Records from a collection
— Begin —
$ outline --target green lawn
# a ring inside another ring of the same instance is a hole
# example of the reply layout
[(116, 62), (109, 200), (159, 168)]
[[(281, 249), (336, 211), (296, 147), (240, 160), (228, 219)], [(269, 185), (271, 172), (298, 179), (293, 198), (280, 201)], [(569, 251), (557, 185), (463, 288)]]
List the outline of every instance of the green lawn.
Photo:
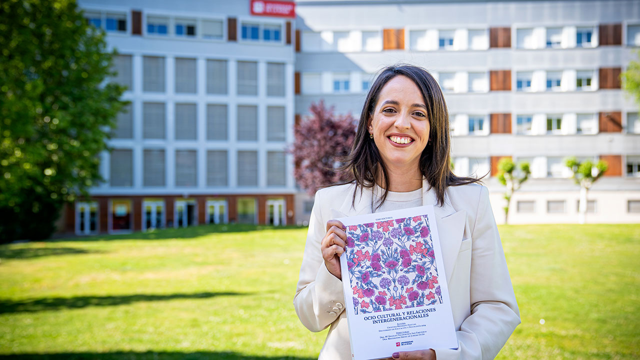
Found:
[[(325, 334), (292, 302), (306, 232), (211, 225), (0, 246), (0, 356), (315, 359)], [(640, 225), (500, 233), (522, 324), (499, 359), (640, 357)]]

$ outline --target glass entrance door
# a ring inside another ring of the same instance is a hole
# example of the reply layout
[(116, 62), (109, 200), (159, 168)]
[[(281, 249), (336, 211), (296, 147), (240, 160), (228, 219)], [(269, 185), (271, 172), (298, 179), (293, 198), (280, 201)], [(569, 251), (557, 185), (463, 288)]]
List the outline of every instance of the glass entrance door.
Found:
[(267, 224), (278, 226), (285, 225), (284, 199), (267, 200)]
[(145, 200), (142, 202), (142, 229), (164, 227), (164, 202)]

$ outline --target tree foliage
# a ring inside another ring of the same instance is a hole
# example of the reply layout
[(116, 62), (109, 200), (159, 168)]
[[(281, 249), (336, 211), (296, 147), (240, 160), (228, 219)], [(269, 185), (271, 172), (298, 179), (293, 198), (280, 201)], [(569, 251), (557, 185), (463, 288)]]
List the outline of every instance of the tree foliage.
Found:
[(45, 238), (101, 180), (124, 89), (105, 83), (104, 34), (74, 1), (0, 2), (0, 238)]
[(511, 197), (513, 193), (520, 189), (523, 183), (529, 179), (531, 174), (529, 163), (524, 161), (519, 164), (520, 174), (516, 174), (518, 166), (511, 160), (511, 158), (502, 158), (498, 161), (498, 181), (507, 187), (504, 193), (504, 224), (509, 220), (509, 208), (511, 206)]
[(321, 186), (347, 181), (350, 174), (340, 173), (340, 158), (351, 151), (356, 125), (351, 115), (335, 115), (324, 102), (312, 104), (311, 115), (294, 129), (295, 142), (291, 149), (296, 162), (298, 184), (314, 195)]
[(638, 59), (629, 61), (627, 70), (620, 75), (622, 88), (634, 97), (640, 108), (640, 51), (636, 52)]

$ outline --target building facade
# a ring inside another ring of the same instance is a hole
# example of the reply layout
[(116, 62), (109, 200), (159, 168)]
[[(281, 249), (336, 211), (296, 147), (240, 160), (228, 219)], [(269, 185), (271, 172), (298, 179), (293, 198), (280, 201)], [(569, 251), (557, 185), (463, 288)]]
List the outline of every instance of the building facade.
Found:
[(445, 93), (455, 173), (486, 174), (499, 222), (505, 156), (532, 170), (509, 223), (578, 222), (568, 156), (609, 165), (588, 222), (640, 221), (638, 106), (619, 79), (637, 58), (640, 3), (298, 0), (296, 13), (296, 116), (322, 99), (357, 118), (376, 72), (418, 65)]
[(249, 1), (79, 1), (131, 102), (67, 233), (292, 224), (294, 19)]

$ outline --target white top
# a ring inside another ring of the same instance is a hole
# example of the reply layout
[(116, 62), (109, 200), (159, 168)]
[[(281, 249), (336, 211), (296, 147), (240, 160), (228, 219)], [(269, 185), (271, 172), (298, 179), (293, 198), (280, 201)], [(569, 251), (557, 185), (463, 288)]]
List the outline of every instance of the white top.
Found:
[[(385, 190), (377, 184), (374, 185), (374, 192), (378, 198), (382, 197), (382, 195), (385, 193)], [(389, 192), (382, 206), (376, 209), (377, 205), (378, 204), (374, 200), (373, 209), (375, 209), (374, 212), (376, 213), (422, 206), (422, 188), (408, 192)]]

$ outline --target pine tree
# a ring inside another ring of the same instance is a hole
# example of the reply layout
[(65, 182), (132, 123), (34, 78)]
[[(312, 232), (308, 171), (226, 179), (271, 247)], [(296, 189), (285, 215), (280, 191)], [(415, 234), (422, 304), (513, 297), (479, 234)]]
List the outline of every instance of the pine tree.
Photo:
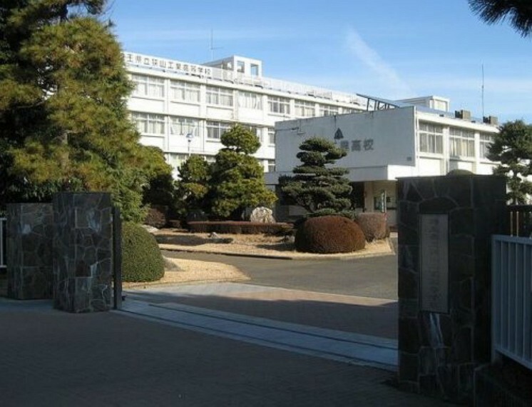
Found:
[(106, 0), (3, 3), (0, 206), (108, 191), (125, 218), (140, 220), (154, 156), (129, 119), (121, 50), (98, 20)]
[(303, 141), (296, 156), (302, 164), (293, 176), (279, 178), (281, 191), (288, 203), (305, 208), (311, 216), (340, 214), (354, 217), (350, 194), (352, 188), (344, 176), (349, 170), (332, 167), (347, 155), (326, 139), (313, 137)]
[(262, 167), (251, 154), (260, 147), (257, 136), (236, 125), (222, 135), (225, 146), (212, 166), (210, 211), (223, 218), (240, 219), (246, 208), (271, 206), (275, 194), (264, 184)]
[(180, 179), (177, 181), (176, 206), (182, 216), (192, 210), (208, 212), (207, 194), (209, 192), (210, 169), (200, 156), (190, 156), (179, 167)]
[(508, 199), (513, 204), (525, 204), (532, 194), (532, 125), (521, 120), (508, 121), (495, 136), (488, 159), (500, 161), (493, 174), (503, 175), (508, 182)]

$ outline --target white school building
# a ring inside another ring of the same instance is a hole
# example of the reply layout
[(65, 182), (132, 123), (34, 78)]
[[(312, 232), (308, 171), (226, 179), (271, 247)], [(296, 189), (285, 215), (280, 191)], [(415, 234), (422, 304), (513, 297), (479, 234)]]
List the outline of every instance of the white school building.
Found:
[(208, 161), (220, 136), (238, 123), (261, 142), (255, 154), (275, 166), (277, 121), (373, 109), (367, 98), (262, 76), (262, 62), (233, 56), (204, 64), (123, 54), (135, 89), (128, 101), (140, 142), (163, 150), (177, 176), (190, 154)]
[[(267, 183), (277, 185), (280, 175), (291, 174), (301, 164), (296, 154), (305, 139), (329, 139), (347, 151), (335, 165), (349, 171), (346, 176), (353, 183), (357, 210), (387, 212), (393, 225), (397, 178), (445, 175), (454, 169), (492, 174), (495, 164), (486, 155), (498, 131), (496, 118), (479, 120), (468, 111), (427, 107), (449, 105), (434, 96), (388, 103), (384, 110), (277, 122), (277, 171), (266, 174)], [(289, 218), (300, 213), (295, 207), (278, 207), (277, 212)]]
[(221, 135), (237, 123), (259, 138), (255, 156), (272, 189), (299, 165), (305, 138), (334, 140), (349, 151), (337, 165), (349, 169), (359, 210), (387, 211), (391, 223), (397, 177), (491, 173), (486, 153), (496, 119), (450, 111), (445, 98), (388, 101), (275, 79), (262, 75), (261, 61), (237, 56), (203, 64), (133, 52), (123, 58), (135, 84), (128, 107), (140, 142), (159, 147), (175, 177), (191, 154), (213, 161)]

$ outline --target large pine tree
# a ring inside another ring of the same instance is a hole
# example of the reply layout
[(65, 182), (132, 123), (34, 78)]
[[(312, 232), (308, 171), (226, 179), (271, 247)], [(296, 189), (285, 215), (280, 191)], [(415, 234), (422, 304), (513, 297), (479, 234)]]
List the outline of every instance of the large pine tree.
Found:
[(493, 174), (506, 177), (507, 197), (512, 204), (525, 204), (532, 194), (532, 125), (522, 120), (508, 121), (501, 126), (488, 158), (498, 164)]
[(105, 6), (106, 0), (0, 6), (0, 206), (61, 190), (108, 191), (126, 218), (141, 218), (154, 156), (129, 119), (131, 84), (102, 21)]
[(266, 188), (262, 167), (252, 156), (260, 147), (257, 136), (237, 124), (222, 135), (220, 141), (224, 148), (211, 167), (211, 213), (237, 220), (246, 208), (275, 203), (275, 194)]
[(279, 178), (285, 200), (305, 208), (310, 216), (339, 214), (354, 217), (350, 199), (352, 188), (344, 176), (347, 169), (332, 166), (347, 155), (332, 141), (312, 137), (300, 146), (296, 156), (302, 164), (293, 169), (293, 176)]

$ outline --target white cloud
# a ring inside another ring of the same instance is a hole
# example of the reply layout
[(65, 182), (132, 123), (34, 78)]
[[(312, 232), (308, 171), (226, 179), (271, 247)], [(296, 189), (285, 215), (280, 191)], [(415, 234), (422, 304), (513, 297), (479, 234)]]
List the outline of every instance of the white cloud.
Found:
[(379, 82), (378, 87), (388, 89), (387, 93), (389, 97), (405, 98), (414, 94), (410, 86), (401, 79), (395, 69), (369, 46), (355, 30), (349, 30), (347, 43), (348, 49), (354, 56), (375, 74), (375, 81)]

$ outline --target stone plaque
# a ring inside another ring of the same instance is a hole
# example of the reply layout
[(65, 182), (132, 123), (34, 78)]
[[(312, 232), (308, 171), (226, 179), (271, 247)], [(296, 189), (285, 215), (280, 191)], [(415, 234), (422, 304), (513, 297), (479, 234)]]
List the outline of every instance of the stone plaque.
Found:
[(420, 214), (421, 311), (449, 312), (447, 215)]

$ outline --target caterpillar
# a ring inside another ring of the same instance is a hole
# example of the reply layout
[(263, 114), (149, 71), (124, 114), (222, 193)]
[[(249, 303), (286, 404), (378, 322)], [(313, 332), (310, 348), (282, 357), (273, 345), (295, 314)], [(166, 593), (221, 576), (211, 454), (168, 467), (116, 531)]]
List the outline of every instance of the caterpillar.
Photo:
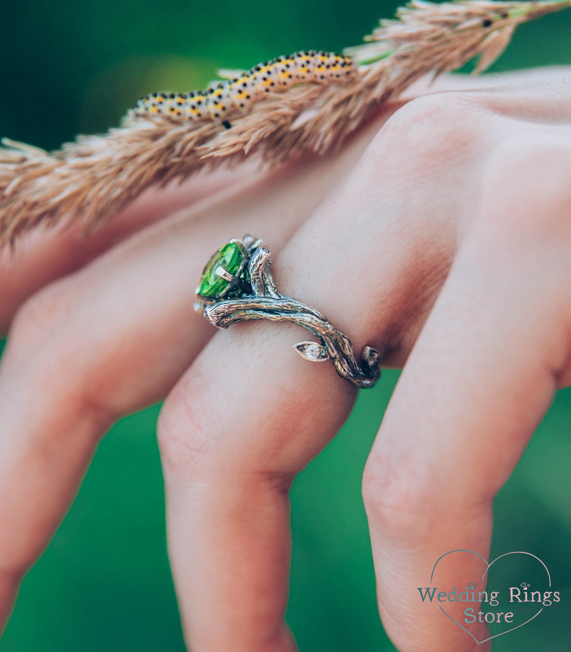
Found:
[(136, 116), (162, 115), (175, 120), (225, 119), (233, 112), (245, 113), (250, 105), (274, 91), (304, 82), (327, 83), (355, 72), (350, 57), (314, 50), (278, 57), (255, 66), (239, 77), (225, 80), (205, 91), (153, 93), (141, 97), (134, 108)]

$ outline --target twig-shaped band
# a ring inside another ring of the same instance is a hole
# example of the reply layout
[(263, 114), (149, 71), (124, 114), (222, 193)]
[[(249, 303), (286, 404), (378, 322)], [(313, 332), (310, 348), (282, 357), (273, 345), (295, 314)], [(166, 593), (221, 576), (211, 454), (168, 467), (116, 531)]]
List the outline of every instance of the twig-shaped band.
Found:
[[(287, 321), (302, 326), (316, 336), (319, 342), (295, 344), (297, 353), (314, 362), (330, 360), (342, 378), (359, 387), (372, 387), (380, 376), (378, 351), (366, 346), (360, 366), (346, 335), (334, 328), (317, 310), (278, 291), (272, 278), (270, 252), (260, 241), (246, 236), (244, 242), (233, 242), (242, 245), (250, 255), (248, 276), (233, 276), (220, 266), (216, 269), (218, 276), (233, 286), (235, 292), (229, 293), (238, 295), (212, 300), (197, 293), (199, 307), (203, 310), (209, 321), (218, 328), (227, 328), (231, 324), (246, 319)], [(251, 243), (254, 246), (245, 244)]]

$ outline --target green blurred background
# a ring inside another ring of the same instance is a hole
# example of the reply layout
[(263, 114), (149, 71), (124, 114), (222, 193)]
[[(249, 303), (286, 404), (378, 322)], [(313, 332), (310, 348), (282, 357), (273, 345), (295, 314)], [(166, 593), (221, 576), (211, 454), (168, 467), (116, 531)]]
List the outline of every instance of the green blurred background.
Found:
[[(396, 6), (5, 1), (0, 135), (53, 148), (117, 124), (143, 93), (203, 87), (218, 67), (357, 44)], [(571, 63), (570, 33), (571, 11), (524, 25), (493, 70)], [(294, 485), (287, 619), (302, 652), (394, 649), (377, 615), (360, 484), (397, 378), (387, 372), (361, 393), (340, 436)], [(166, 553), (158, 409), (123, 419), (102, 443), (75, 503), (24, 581), (0, 652), (184, 649)], [(562, 593), (559, 604), (497, 639), (500, 652), (569, 649), (570, 425), (566, 391), (495, 501), (492, 557), (533, 553)]]

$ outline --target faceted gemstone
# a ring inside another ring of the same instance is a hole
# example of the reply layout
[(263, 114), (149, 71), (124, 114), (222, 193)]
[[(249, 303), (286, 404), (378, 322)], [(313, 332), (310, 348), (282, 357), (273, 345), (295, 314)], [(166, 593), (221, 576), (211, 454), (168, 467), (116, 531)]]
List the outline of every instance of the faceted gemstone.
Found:
[(200, 277), (198, 293), (203, 297), (216, 297), (228, 286), (229, 282), (216, 273), (220, 265), (230, 274), (237, 274), (242, 264), (243, 254), (238, 243), (228, 243), (211, 258)]

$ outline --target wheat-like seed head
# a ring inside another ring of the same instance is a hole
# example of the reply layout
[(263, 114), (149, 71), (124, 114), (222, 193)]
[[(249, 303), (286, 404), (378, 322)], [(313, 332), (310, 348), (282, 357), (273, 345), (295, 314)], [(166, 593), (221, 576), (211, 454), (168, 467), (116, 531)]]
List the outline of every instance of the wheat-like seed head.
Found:
[(254, 153), (281, 162), (323, 154), (383, 102), (428, 72), (454, 70), (480, 55), (475, 72), (502, 53), (520, 23), (567, 7), (559, 0), (435, 4), (413, 0), (346, 53), (356, 74), (271, 93), (225, 128), (216, 121), (136, 117), (104, 136), (80, 136), (48, 153), (4, 140), (0, 149), (0, 246), (40, 224), (80, 220), (88, 232), (153, 184), (183, 179), (205, 166), (235, 164)]

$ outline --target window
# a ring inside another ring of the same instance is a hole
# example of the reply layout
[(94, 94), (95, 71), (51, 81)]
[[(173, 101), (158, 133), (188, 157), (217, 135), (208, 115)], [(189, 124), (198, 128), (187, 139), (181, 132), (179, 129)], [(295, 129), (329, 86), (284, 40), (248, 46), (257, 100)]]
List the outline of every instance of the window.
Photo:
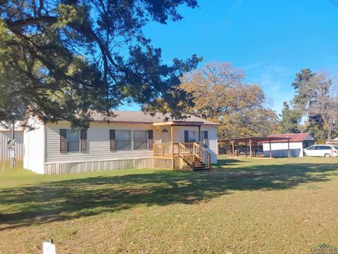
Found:
[(201, 133), (201, 140), (202, 143), (201, 145), (204, 147), (209, 147), (209, 138), (208, 136), (208, 131), (204, 131)]
[(148, 135), (146, 131), (134, 131), (134, 150), (148, 148)]
[(196, 131), (188, 131), (188, 143), (196, 142)]
[(130, 150), (132, 149), (131, 131), (116, 130), (116, 150)]
[(153, 147), (153, 131), (109, 130), (111, 151)]
[(79, 130), (67, 130), (67, 152), (80, 151)]

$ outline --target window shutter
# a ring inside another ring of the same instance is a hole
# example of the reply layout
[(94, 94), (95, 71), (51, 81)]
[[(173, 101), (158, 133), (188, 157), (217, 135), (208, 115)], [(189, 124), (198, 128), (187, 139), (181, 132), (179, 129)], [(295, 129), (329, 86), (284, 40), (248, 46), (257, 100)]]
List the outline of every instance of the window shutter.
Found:
[(189, 134), (188, 131), (184, 131), (184, 143), (189, 142)]
[(67, 130), (60, 129), (60, 152), (67, 152)]
[(153, 130), (148, 131), (148, 139), (153, 139)]
[(80, 131), (80, 139), (81, 152), (87, 151), (87, 129)]
[(148, 131), (148, 148), (153, 149), (153, 130)]
[(116, 150), (115, 144), (115, 130), (109, 130), (109, 140), (111, 143), (111, 151), (115, 151)]
[(208, 131), (204, 131), (204, 138), (208, 139)]
[(208, 131), (204, 131), (204, 147), (209, 147), (209, 138), (208, 138)]

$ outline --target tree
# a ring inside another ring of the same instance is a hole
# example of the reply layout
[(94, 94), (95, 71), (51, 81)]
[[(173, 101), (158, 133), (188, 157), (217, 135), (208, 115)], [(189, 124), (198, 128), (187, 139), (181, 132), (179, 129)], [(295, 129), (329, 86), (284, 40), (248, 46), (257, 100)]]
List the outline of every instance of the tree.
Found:
[(308, 80), (306, 87), (308, 92), (312, 92), (315, 95), (307, 109), (308, 111), (321, 116), (327, 131), (327, 140), (330, 140), (333, 131), (337, 127), (337, 83), (328, 78), (326, 73), (319, 73)]
[(265, 135), (277, 125), (257, 85), (244, 83), (243, 71), (229, 63), (211, 63), (186, 73), (181, 87), (193, 95), (189, 113), (220, 123), (220, 138)]
[(308, 114), (308, 129), (320, 131), (320, 135), (324, 131), (327, 140), (331, 140), (338, 120), (337, 83), (327, 73), (314, 73), (304, 69), (296, 74), (293, 86), (296, 89), (294, 104), (303, 114)]
[(292, 104), (296, 111), (301, 114), (302, 116), (307, 116), (304, 131), (313, 134), (319, 142), (323, 142), (326, 139), (327, 132), (324, 130), (325, 124), (321, 116), (311, 114), (306, 110), (315, 95), (312, 92), (308, 93), (306, 90), (306, 84), (315, 75), (315, 73), (312, 72), (310, 68), (301, 69), (299, 73), (296, 73), (294, 81), (292, 83), (295, 90)]
[(287, 102), (283, 103), (281, 126), (283, 133), (299, 133), (299, 124), (301, 119), (301, 114), (299, 111), (290, 109)]
[(142, 28), (151, 20), (181, 20), (177, 9), (182, 4), (197, 5), (196, 0), (1, 1), (0, 121), (11, 114), (12, 102), (44, 121), (83, 126), (92, 110), (108, 119), (110, 109), (124, 102), (180, 116), (189, 100), (179, 77), (200, 59), (163, 64), (161, 49), (151, 46)]

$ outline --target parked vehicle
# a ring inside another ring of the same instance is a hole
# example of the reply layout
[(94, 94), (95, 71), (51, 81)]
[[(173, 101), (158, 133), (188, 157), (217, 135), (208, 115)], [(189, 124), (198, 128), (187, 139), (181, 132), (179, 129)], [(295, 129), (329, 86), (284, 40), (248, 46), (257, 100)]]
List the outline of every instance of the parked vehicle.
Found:
[(315, 145), (304, 149), (304, 156), (338, 157), (338, 146), (332, 145)]

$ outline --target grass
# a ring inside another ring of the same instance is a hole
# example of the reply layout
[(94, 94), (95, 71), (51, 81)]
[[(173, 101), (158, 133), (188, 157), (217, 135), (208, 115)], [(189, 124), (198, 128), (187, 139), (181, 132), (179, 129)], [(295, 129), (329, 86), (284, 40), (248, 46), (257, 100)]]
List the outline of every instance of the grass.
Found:
[(338, 159), (227, 159), (211, 171), (0, 169), (0, 253), (308, 253), (338, 246)]

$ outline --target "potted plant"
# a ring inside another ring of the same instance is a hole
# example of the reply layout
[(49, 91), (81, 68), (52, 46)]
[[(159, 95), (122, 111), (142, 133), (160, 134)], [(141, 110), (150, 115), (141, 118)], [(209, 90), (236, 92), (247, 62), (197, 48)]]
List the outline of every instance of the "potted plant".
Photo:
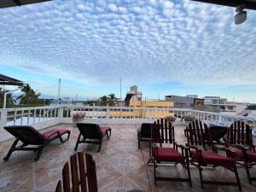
— End —
**Exercise requirements:**
Reproduce the lines above verbatim, starting with the line that contains "--target window shutter" and going on through the line that contains "[(148, 131), (148, 148), (153, 149), (153, 130)]", including both of those lines.

**Task result:**
$ outline --target window shutter
# a ring inside another ring of the same instance is a hole
# example of the reply layout
[(94, 94), (95, 71), (51, 81)]
[[(173, 101), (158, 133), (188, 157), (217, 135), (208, 115)], [(189, 124), (198, 128), (187, 139), (181, 132), (179, 129)], [(295, 129), (329, 86), (284, 40), (248, 46), (257, 100)]]
List the outline of every instance of the window shutter.
Found:
[(189, 134), (188, 131), (184, 131), (184, 143), (189, 142)]
[(67, 130), (60, 129), (60, 152), (67, 152)]
[(153, 130), (148, 131), (148, 139), (153, 139)]
[(80, 131), (80, 139), (81, 152), (87, 151), (87, 129)]
[(148, 131), (148, 148), (153, 149), (153, 130)]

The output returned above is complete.